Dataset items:
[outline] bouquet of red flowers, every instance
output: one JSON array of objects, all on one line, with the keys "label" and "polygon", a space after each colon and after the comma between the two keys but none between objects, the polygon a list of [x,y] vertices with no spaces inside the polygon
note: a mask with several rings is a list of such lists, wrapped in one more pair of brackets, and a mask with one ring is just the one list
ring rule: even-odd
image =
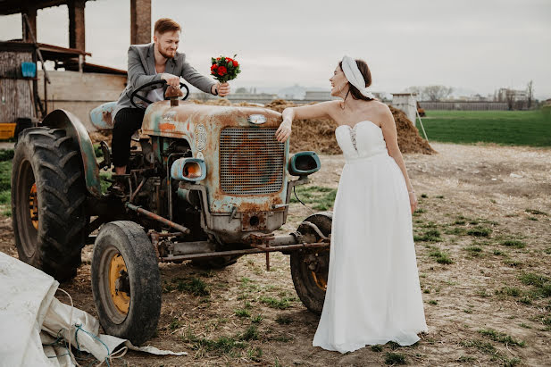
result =
[{"label": "bouquet of red flowers", "polygon": [[[233,55],[233,57],[236,56],[237,54]],[[211,63],[213,63],[213,66],[211,66],[211,75],[221,83],[236,79],[238,74],[241,72],[239,63],[230,57],[211,57]]]}]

YOUR GOAL
Extract each line of the records that contains the string "bouquet", treating uppercase and lowercase as different.

ANSWER TO THIS TASK
[outline] bouquet of red flowers, every instance
[{"label": "bouquet of red flowers", "polygon": [[[233,55],[233,57],[236,56],[237,54]],[[211,63],[213,63],[213,66],[211,66],[211,75],[221,83],[236,79],[238,74],[241,72],[239,63],[230,57],[211,57]]]}]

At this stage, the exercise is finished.